• _Fragmento de texto_:
──────
Recién en este momento del diálogo los sobrevivientes desarrollan el macabro amanecer del 22 de agosto en que son ametrallados. Descripción cruel por definición, sin embargo despojada de morbo, desenvuelve la sucesión de episodios (el verdugueo, los disparos, las caídas, tiros de gracia, abandono de los heridos, llegada de enfermeros, pensamientos, actitudes de los asesinos, etc., hasta el despertar en el hospital de Bahía Blanca, la solidaridad del personal sanitario, la pantomima judicial). Paco Urondo le cede a Haidar el cierre que hace propio: “ Si algo tenemos que hacer, si para algo sobrevivimos nosotros, es para transmitir todo eso que los otros, por haber muerto, no pueden”.
──────
• _Segmento de datos_:
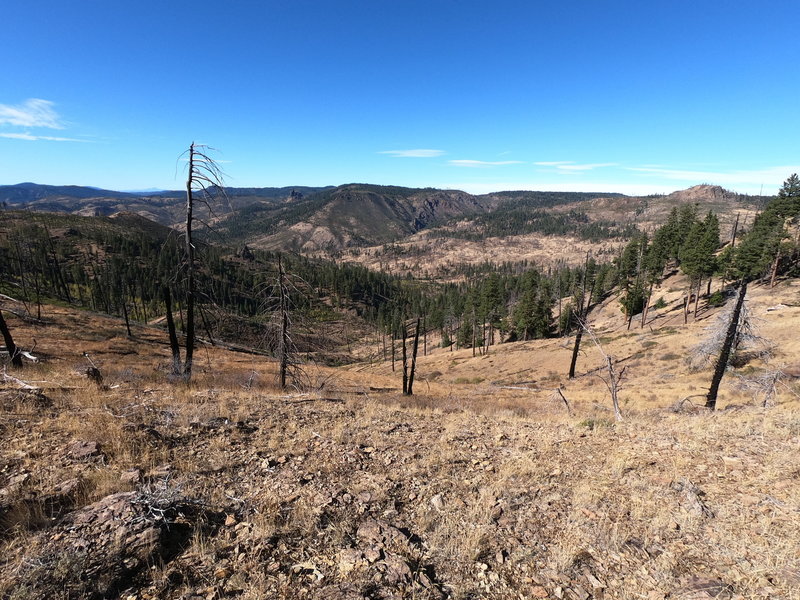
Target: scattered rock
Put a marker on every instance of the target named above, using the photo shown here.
(131, 477)
(81, 450)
──────
• _Problema a resolver_:
Según el fragmento de texto, ¿en qué hospital despiertan los sobrevivientes después del ametrallamiento?

• _Resultado del ejercicio_:
En el hospital de Bahía Blanca.